WHAT TO PRODUCE - Rewrite the data below as a Markdown table with two columns, Row and Line, giving each line its own numbered row and skipping blank lines. Leave the pictures out of the answer.

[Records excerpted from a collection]
::::::::::
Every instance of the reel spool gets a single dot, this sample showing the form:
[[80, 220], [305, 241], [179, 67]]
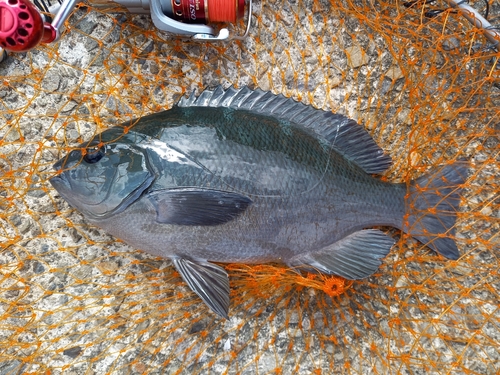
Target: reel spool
[[189, 17], [22, 26]]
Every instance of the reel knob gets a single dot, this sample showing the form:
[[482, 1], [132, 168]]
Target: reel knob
[[22, 27]]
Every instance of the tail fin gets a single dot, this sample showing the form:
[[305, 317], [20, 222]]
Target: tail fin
[[433, 203]]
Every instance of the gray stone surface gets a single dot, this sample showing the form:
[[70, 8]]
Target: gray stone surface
[[74, 300]]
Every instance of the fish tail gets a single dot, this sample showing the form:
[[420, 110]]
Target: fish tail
[[433, 203]]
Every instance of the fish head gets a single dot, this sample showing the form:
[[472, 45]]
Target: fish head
[[103, 179]]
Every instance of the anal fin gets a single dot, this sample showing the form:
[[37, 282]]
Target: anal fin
[[208, 281], [354, 257]]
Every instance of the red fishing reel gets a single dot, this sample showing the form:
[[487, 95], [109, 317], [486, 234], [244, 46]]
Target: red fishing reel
[[22, 26]]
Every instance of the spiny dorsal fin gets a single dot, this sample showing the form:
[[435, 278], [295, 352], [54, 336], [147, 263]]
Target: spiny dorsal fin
[[343, 134]]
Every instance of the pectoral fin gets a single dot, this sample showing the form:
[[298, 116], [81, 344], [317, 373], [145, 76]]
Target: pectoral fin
[[207, 280], [192, 206], [354, 257]]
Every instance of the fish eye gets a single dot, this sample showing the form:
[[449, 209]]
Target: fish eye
[[93, 154]]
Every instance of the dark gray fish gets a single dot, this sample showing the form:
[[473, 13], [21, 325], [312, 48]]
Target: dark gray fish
[[246, 176]]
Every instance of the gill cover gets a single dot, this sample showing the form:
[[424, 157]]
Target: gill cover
[[105, 180]]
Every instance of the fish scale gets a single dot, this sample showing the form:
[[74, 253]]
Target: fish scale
[[242, 175]]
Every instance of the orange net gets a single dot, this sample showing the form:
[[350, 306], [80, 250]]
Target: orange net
[[74, 300]]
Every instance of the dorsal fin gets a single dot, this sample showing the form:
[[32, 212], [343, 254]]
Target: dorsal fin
[[343, 134]]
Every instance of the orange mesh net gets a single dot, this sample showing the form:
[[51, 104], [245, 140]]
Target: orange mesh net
[[73, 300]]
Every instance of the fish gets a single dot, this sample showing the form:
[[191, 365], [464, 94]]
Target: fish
[[247, 176]]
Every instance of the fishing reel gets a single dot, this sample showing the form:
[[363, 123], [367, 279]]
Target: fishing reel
[[23, 26]]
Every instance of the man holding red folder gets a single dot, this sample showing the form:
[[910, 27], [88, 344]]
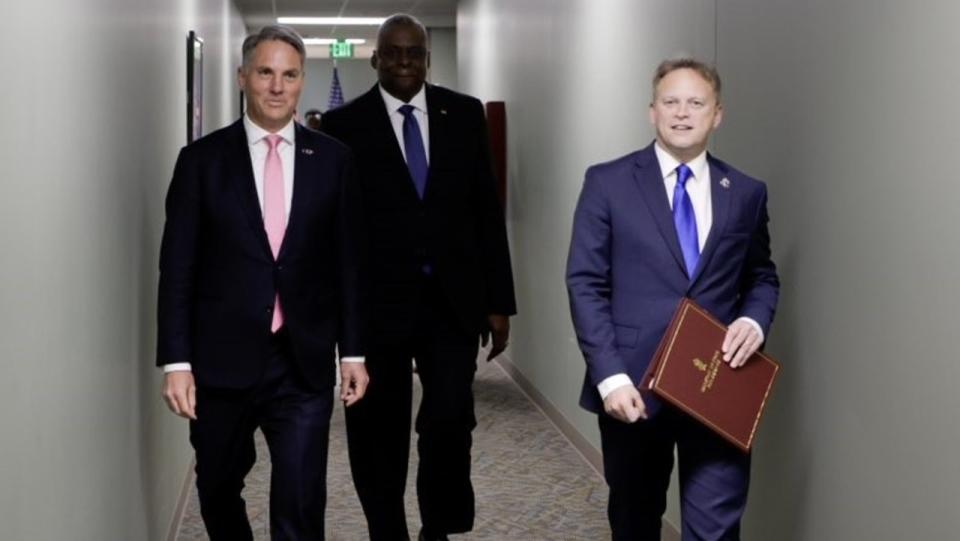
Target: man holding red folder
::::::::::
FULL OUTPUT -
| Row | Line |
|---|---|
| 1 | Every instance of the reel spool gets a single dot, this sample showing the form: |
| 2 | [[80, 220], [305, 241], [179, 67]] |
| 3 | Target: reel spool |
| 4 | [[189, 17], [22, 26]] |
| 5 | Every instance of the reel knob gets a single dot, this sample showing the form: |
| 6 | [[482, 1], [132, 168]] |
| 7 | Target: reel knob |
| 8 | [[22, 27]] |
| 9 | Every instance of the tail fin gets a single dot, this sample showing the form: |
| 10 | [[305, 317], [20, 222]] |
| 11 | Target: tail fin |
| 12 | [[433, 203]] |
| 13 | Every instance of the gray stone surface gets a single dot, this sample showing the form: |
| 14 | [[70, 8]] |
| 15 | Target: gray stone surface |
| 16 | [[74, 300]] |
| 17 | Every instance of the fish tail gets a single dot, this sample showing the form: |
| 18 | [[420, 110]] |
| 19 | Target: fish tail |
| 20 | [[433, 203]] |
| 21 | Every instance of the fish head gets a single dot, this sample showing the form: |
| 22 | [[472, 45]] |
| 23 | Target: fish head |
| 24 | [[103, 179]] |
| 25 | Every instance of the anal fin gets a single dot, this sample showing the form: |
| 26 | [[37, 282]] |
| 27 | Target: anal fin |
| 28 | [[208, 281], [354, 257]] |
| 29 | Every instance of the red fishing reel gets a single dot, this sample showing the form: |
| 30 | [[487, 95], [109, 317], [486, 234], [244, 46]] |
| 31 | Target: red fishing reel |
| 32 | [[22, 26]] |
| 33 | Every instance of the spiny dorsal fin gets a single dot, this sample showing the form: |
| 34 | [[435, 278], [295, 352], [54, 336], [147, 263]] |
| 35 | Target: spiny dorsal fin |
| 36 | [[343, 134]] |
| 37 | Every instance of the pectoral fin gets a single dot, this sample showing the form: |
| 38 | [[298, 116], [81, 344], [317, 373], [145, 76]] |
| 39 | Target: pectoral fin |
| 40 | [[207, 280], [192, 206], [354, 257]] |
| 41 | Every instance of the fish eye gets a single dot, this sample showing the form: |
| 42 | [[449, 209]] |
| 43 | Target: fish eye |
| 44 | [[93, 154]] |
| 45 | Every instance of the dark gray fish gets a single dot, this sample showing the form: |
| 46 | [[473, 13], [21, 325], [312, 48]] |
| 47 | Target: dark gray fish |
| 48 | [[246, 176]] |
| 49 | Every instance of the gill cover gets a single dot, this sample showing the form: |
| 50 | [[424, 157]] |
| 51 | Target: gill cover |
| 52 | [[105, 180]] |
| 53 | Every instance of the fish scale gets a single dot, this sample showing the form: |
| 54 | [[74, 253]] |
| 55 | Target: fish scale |
| 56 | [[242, 175]] |
| 57 | Every instance of the orange net gets a single dot, this sample showing the form: |
| 58 | [[350, 306], [80, 250]] |
| 59 | Target: orange net |
| 60 | [[74, 300]] |
| 61 | Every instance of the dorsal fin gets a single dot, this sample showing the form: |
| 62 | [[32, 212], [343, 254]] |
| 63 | Target: dorsal fin |
| 64 | [[343, 134]] |
| 65 | Every instance of the orange mesh net gets a single dot, this sample showing the form: |
| 66 | [[51, 104], [245, 140]] |
| 67 | Target: orange mesh net |
| 68 | [[73, 300]] |
| 69 | Every instance of the fish gets a single dot, this sample showing the form: |
| 70 | [[191, 365], [464, 94]] |
| 71 | Target: fish |
| 72 | [[247, 176]] |
| 73 | Every instance of the fishing reel gets a single dot, this sample showing the form: |
| 74 | [[363, 123], [367, 279]] |
| 75 | Target: fishing reel |
| 76 | [[23, 26]] |
| 77 | Every instance of the man holding red folder gets a single dot, this sample showing the form: |
| 78 | [[910, 27], [88, 344]] |
| 79 | Target: man holding red folder |